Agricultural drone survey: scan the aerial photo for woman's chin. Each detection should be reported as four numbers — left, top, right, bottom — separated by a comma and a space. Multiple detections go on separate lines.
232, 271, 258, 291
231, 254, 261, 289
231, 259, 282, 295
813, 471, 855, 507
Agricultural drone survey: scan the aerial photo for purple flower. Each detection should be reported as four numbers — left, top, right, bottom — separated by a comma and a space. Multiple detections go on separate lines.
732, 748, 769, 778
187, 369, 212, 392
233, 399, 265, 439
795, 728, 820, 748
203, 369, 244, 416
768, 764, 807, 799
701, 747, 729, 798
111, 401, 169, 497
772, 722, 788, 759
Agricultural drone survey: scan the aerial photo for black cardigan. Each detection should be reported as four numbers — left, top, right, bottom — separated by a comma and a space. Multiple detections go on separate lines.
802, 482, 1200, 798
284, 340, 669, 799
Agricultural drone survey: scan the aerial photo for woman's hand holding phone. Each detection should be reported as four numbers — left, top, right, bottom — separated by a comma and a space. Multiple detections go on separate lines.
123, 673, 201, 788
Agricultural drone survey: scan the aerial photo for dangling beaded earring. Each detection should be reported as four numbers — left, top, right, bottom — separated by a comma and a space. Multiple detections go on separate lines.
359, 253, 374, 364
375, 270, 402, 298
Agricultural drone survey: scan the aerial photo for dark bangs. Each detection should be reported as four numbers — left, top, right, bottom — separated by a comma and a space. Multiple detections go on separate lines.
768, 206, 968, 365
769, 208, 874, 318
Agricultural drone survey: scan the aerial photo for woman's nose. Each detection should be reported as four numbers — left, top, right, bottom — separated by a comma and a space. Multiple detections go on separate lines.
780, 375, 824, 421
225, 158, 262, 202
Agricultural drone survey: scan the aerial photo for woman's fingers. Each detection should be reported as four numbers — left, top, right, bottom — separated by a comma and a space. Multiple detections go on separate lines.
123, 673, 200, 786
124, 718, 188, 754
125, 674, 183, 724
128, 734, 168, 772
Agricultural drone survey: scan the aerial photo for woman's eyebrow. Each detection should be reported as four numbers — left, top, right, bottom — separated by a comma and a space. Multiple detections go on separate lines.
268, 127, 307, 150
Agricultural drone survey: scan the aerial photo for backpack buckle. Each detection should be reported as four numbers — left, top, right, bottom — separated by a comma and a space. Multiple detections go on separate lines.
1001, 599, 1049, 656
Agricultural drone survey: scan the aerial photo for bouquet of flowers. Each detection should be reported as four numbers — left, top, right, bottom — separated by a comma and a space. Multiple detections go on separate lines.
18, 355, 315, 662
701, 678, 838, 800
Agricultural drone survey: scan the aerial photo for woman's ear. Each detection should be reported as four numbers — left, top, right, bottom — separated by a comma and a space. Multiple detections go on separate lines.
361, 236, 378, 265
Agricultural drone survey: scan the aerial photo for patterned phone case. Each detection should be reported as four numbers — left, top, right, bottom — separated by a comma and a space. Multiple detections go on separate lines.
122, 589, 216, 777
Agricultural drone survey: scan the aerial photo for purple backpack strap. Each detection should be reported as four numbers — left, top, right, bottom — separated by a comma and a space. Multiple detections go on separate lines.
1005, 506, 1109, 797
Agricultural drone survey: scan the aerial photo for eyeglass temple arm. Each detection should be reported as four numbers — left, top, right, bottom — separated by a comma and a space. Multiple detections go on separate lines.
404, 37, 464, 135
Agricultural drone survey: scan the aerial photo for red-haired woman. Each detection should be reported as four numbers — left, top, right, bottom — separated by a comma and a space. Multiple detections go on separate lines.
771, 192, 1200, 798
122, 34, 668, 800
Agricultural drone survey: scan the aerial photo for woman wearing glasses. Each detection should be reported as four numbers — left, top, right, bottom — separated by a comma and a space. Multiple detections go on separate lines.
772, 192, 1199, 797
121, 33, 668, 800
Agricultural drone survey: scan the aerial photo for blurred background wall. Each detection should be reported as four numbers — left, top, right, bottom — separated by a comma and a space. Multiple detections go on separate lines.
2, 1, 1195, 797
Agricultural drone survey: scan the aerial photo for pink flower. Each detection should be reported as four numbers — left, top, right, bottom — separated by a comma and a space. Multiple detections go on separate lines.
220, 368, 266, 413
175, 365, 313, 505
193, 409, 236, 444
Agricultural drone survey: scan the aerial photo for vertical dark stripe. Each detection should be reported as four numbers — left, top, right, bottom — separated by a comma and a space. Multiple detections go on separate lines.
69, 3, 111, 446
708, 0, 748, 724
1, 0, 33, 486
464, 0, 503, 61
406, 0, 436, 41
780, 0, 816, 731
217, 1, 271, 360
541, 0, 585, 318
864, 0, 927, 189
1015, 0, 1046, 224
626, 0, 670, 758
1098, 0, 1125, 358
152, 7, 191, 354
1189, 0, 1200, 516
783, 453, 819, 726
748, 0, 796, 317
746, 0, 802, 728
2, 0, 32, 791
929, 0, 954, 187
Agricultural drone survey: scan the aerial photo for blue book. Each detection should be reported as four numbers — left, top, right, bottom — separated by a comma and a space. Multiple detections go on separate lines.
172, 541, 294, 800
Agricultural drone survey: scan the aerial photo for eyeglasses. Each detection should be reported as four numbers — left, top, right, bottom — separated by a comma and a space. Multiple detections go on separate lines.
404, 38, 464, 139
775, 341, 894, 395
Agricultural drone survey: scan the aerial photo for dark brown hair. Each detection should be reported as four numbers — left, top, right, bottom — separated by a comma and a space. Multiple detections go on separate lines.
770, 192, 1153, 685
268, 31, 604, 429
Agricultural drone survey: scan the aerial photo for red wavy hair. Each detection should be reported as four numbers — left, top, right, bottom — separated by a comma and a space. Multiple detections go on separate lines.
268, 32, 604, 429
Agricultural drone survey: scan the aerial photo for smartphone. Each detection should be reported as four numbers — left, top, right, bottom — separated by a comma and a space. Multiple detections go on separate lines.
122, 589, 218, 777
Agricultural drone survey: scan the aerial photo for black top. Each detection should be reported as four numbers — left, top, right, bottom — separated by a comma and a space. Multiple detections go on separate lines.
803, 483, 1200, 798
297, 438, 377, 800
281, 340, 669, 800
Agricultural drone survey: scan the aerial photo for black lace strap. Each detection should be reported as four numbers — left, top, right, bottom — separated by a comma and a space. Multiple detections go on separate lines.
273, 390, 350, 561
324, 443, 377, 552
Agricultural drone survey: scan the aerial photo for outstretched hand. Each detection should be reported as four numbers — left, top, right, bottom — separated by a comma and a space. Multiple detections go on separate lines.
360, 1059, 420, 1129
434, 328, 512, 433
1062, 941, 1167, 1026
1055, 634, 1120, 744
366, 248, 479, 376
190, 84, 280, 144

Work task:
Output the full listing above without altering a single word.

Answer box:
Agricultural drone survey: scan the aerial photo for woman's chin. Each detection should be reported as four numbers — left, top, right, bottom — separated by a comma and a space. Multiple detections go on separate lines.
232, 271, 258, 291
231, 254, 261, 289
231, 259, 282, 295
813, 471, 855, 507
Agricultural drone survey: scan the aerial photo for purple flower. Each detection should be reported as four numbers — left, top, right, bottom — separated by a comma and a space. Multiple detections go on separate lines.
732, 748, 769, 778
187, 369, 212, 392
233, 399, 265, 439
795, 728, 820, 748
203, 369, 244, 416
768, 764, 807, 799
701, 747, 729, 798
111, 401, 169, 497
772, 722, 788, 759
Agricultural drone survey: scan the aerial photo for black cardigan. Each detection should be reported as four numbers — left, top, right, bottom — separated by a comma and a space. Multiple detections go on separate lines.
802, 482, 1200, 798
284, 340, 669, 799
Agricultural drone survey: scan the aerial photo for woman's hand holding phone. Each detection should be reported as four numbers — left, top, right, bottom — separated by a comma and a space. Multiple detections go on separate lines.
123, 673, 201, 788
Agricultural drone survey: scan the aerial photo for dangling beaded earring. Each detection should be reported as four numbers — left, top, right, bottom — separated by a comma and a space. Multiple detections go on separate lines.
359, 253, 374, 364
375, 270, 402, 298
Agricultural drone survey: scan the aerial photo for dark bangs. Each detection should be reported as four numbers — left, top, right, bottom — separated by a comma and a space. Multiple detections go on separate lines.
768, 206, 968, 365
769, 208, 874, 318
Agricultural drone survey: scan the aerial photo for woman's nose. Each detection should be reported as four numbers — left, top, right, bottom — separated by a comma and a space. Multiple detections go on separate lines.
780, 375, 824, 421
225, 158, 262, 202
Agricultural drone survey: scan the aerial photo for woman's fingers. Each detection should be reported as four numbers — left, top, right, bottom — separated by a comma and a space. Multiple detections go on separate lines.
123, 673, 200, 786
124, 718, 188, 754
125, 674, 183, 724
128, 734, 168, 772
Agricultural drone survey: scan the aerial photo for woman's eyebrow. Each detection should be reported as four numbers — left, top, right, bottom — separated by a comma and a space. Multiple detections go on separate lines.
268, 127, 307, 150
Agricultural drone survey: scan the aerial photo for backpack buckle. Each detection should be reported as four numbers — left, top, right, bottom — separated by a comma and a space. Multiple detections go on separate lines.
1001, 599, 1049, 656
Agricultural drone survey: scan the aerial photo for bouquet of flowers. Each detection should be reported as four numbers — left, top, right, bottom — separated by a comma and a space. Multiple detections go on separate lines.
18, 355, 315, 662
701, 678, 838, 800
Agricultural drone survey: scan the aerial photo for woman's ear. Each detection should be reported as four numbers — left, top, right, bottom — separated by a comma and a space. Multiple detections go on separate lines.
361, 236, 378, 265
Agricultural drone survey: scan the aerial photo for patterned phone case. Each detection should be reported as four numbers — left, top, right, bottom — separated by a comma and a space. Multiple detections go on separate lines.
122, 589, 216, 777
Agricultural drone survey: scan the aerial photo for purple backpack strap. Each detection should be reported as four numbers — left, top, right, bottom — separated by a comma and a space. Multiple detections go on separate lines.
1005, 506, 1109, 797
Agricultural drone survey: scan the aerial photo for eyeglass temple arm. Each detection should be reported as four numbers — left, top, right, bottom — separated by a comma and a space. Multiple detections go on separate lines.
404, 37, 464, 135
Agricultural drone survey: scan the aerial photo for red-haired woman. Each detection should be reported as four numbers — left, top, right, bottom — separated by a comma and a space. Multiple detections go on separate lines.
771, 192, 1200, 798
122, 34, 668, 800
Agricultural drone survey: scan the aerial photo for woman wearing glasses. Each detection should be reported as four numbers — left, top, right, bottom — separated by a comma and a space. Multiple detections go on separate lines.
772, 192, 1199, 797
121, 33, 668, 800
Agricultural drone survey: scan the aerial photo for blurred background wall. Each detection should be reported as four numbers — left, top, right, bottom — separated by a comma and a space. Multiple detections go on separate lines.
2, 1, 1195, 797
Agricultural drone survey: scan the aerial photo for pink flower. Each detection should be reported as four numbers — left, top, right, bottom — separated by a comma and a space. Multiple detections go on separate lines.
220, 368, 266, 413
175, 365, 313, 505
193, 409, 236, 444
Agricultural drone survey: scan the aerial photo for vertical dark stripe. Each detection should be reported as four numbers — left, top, right, bottom — separated by a comma and a space. Multiple detections go on separate lines.
69, 3, 111, 446
708, 0, 748, 724
1, 0, 33, 486
464, 0, 503, 61
406, 0, 436, 41
780, 0, 816, 731
217, 1, 271, 360
541, 0, 585, 318
864, 0, 927, 189
1015, 0, 1046, 224
626, 0, 670, 758
1098, 0, 1125, 358
152, 7, 191, 354
1189, 0, 1200, 516
783, 453, 819, 726
748, 0, 796, 317
746, 0, 802, 728
2, 0, 32, 791
929, 0, 954, 187
Agricultural drone survey: scan the aerial photo for blue book. Each detection should be reported as four numbers — left, top, right, bottom — separated by a comma and a space. Multiple detections go on separate lines.
172, 541, 294, 800
Agricultural drone survey: scan the aerial photo for eyeglasses. Each detection should be reported as four numbers — left, top, right, bottom — separated by a comma and a space. Multiple detections go on separate lines.
404, 38, 464, 139
775, 341, 894, 395
Agricultural drone survey: scan the aerial photo for dark brown hair. Each detection should be reported as four numbers — left, top, right, bottom — separated by a comma and a space. Multiple detections go on separate lines.
770, 192, 1153, 685
268, 31, 604, 429
Agricultural drone survey: scan the aerial photo for red wavy hair. Each detection should be reported as four numbers — left, top, right, bottom — separated by a comma and a space. Multiple detections go on separate lines.
268, 32, 604, 429
Agricultural drone survey: scan the aerial photo for smartphone. Each detection should be reported as four numbers — left, top, right, bottom — separated by a comma and a space. Multiple detections go on separate lines.
122, 589, 218, 777
Agricultural drone survey: scan the aerial photo for black top. Each detection should be reported as four numbers — left, top, right, bottom — separated by a comma and a space. Multiple detections go on separate lines.
803, 483, 1200, 798
297, 438, 377, 800
281, 340, 669, 800
Agricultural drone survey: scan the aerial photo for black lace strap. Each detection should be reported as four numbers — left, top, right, bottom — separated by a comma and a space. Multiple detections go on separate lines.
273, 390, 350, 561
324, 443, 377, 552
Agricultural drone survey: scan the aerial photo for outstretched hand. Each detection should be reported as four numbers — left, top, right, bottom — separated by a comma and a space. Multiple detections go on separate lines.
360, 1059, 420, 1129
434, 328, 512, 433
1062, 941, 1167, 1026
1055, 634, 1120, 744
366, 248, 479, 376
190, 84, 280, 144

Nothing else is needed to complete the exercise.